Rescale everything below, from the line containing "target: hood" down to the end of the records, and write all of those lines out again with the requests kept. Multiply every polygon coordinate in the answers by 2.4 and round each result to a whole number, with halves rounded up.

>> begin MATERIAL TO PROCESS

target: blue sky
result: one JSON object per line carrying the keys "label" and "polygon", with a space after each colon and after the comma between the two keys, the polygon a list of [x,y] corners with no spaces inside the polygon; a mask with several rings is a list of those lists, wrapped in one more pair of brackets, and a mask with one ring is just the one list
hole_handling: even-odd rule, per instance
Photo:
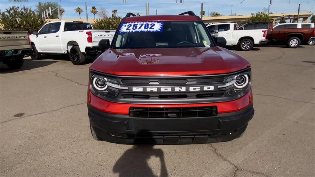
{"label": "blue sky", "polygon": [[[124,16],[129,12],[135,14],[140,13],[141,15],[146,14],[145,3],[150,3],[150,14],[155,14],[156,9],[158,9],[158,14],[178,14],[188,11],[192,11],[199,14],[200,11],[201,3],[204,4],[204,10],[206,11],[206,16],[208,13],[208,8],[210,12],[216,11],[225,15],[231,14],[231,6],[233,5],[232,13],[238,15],[249,14],[252,12],[261,11],[264,7],[268,9],[270,0],[245,0],[242,4],[243,0],[183,0],[183,3],[180,3],[180,0],[126,0],[127,3],[123,3],[123,0],[61,0],[60,2],[57,1],[41,1],[58,2],[65,10],[63,18],[78,18],[79,15],[74,11],[74,9],[80,7],[85,10],[84,3],[87,3],[89,19],[92,19],[93,15],[89,12],[91,7],[95,6],[97,9],[101,7],[105,8],[111,14],[113,9],[118,10],[118,14]],[[289,2],[290,1],[290,3]],[[3,10],[13,5],[24,5],[36,8],[38,0],[29,0],[28,2],[9,2],[7,0],[0,0],[0,9]],[[270,6],[271,12],[274,13],[292,13],[297,12],[298,4],[301,4],[301,9],[308,11],[315,11],[315,1],[314,0],[272,0],[273,4]],[[301,13],[306,13],[301,11]],[[85,12],[81,16],[84,18]],[[95,18],[98,18],[97,14]]]}

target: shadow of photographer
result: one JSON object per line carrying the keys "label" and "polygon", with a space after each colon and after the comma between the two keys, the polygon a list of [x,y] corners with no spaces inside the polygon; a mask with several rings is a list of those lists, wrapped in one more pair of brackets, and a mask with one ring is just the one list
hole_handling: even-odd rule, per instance
{"label": "shadow of photographer", "polygon": [[[149,133],[148,133],[149,132]],[[142,131],[137,136],[146,135],[145,138],[136,139],[135,145],[125,151],[116,162],[113,172],[118,173],[119,176],[157,176],[149,166],[148,161],[152,157],[158,157],[161,164],[160,176],[168,176],[164,154],[160,149],[154,149],[156,142],[152,134]]]}

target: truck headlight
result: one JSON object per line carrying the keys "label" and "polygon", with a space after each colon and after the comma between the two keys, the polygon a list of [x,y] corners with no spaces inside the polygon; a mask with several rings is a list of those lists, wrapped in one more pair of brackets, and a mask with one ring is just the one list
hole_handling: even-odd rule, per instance
{"label": "truck headlight", "polygon": [[128,90],[128,87],[121,87],[117,79],[94,74],[91,78],[91,91],[99,97],[117,96],[120,90]]}
{"label": "truck headlight", "polygon": [[225,85],[218,88],[225,88],[228,94],[232,95],[246,90],[250,83],[249,73],[245,72],[230,76],[226,79]]}

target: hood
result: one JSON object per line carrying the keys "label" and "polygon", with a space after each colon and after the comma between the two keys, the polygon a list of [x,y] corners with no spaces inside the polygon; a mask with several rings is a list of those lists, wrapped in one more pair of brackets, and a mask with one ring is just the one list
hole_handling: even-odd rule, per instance
{"label": "hood", "polygon": [[243,57],[218,47],[109,49],[91,70],[115,75],[174,76],[223,74],[250,66]]}

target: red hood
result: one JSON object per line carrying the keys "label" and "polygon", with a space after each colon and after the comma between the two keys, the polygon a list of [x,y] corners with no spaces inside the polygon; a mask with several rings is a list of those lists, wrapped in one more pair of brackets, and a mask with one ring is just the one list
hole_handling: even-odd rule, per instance
{"label": "red hood", "polygon": [[243,57],[219,47],[111,49],[90,69],[115,75],[171,76],[227,73],[250,66]]}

>> end MATERIAL TO PROCESS

§ FULL SOLUTION
target: hood
result: one JSON object per line carrying the keys "label" and "polygon", with a space after each colon and after the comma between the two keys, the polygon a list of [x,y] corners with no spaces inside the polygon; a mask with several rings is a list of those lists, wrapped in one more pair of brackets, and a mask with one ring is just the one list
hole_handling: even-odd rule, per instance
{"label": "hood", "polygon": [[583,137],[523,113],[262,118],[218,168],[276,180],[418,182],[535,178],[600,158]]}

target: red hood
result: one JSON object per line carrying the keys "label" and "polygon", with a space after each colon and after the comma between the two keys, the polygon a list of [x,y] corners with no spaces inside the polygon; a mask with several rings is a list of those lists, wrapped in one more pair of brackets, and a mask with one ring is just the one list
hole_handling: even-odd rule, per instance
{"label": "red hood", "polygon": [[583,137],[526,113],[266,118],[216,166],[276,180],[410,182],[545,175],[600,158]]}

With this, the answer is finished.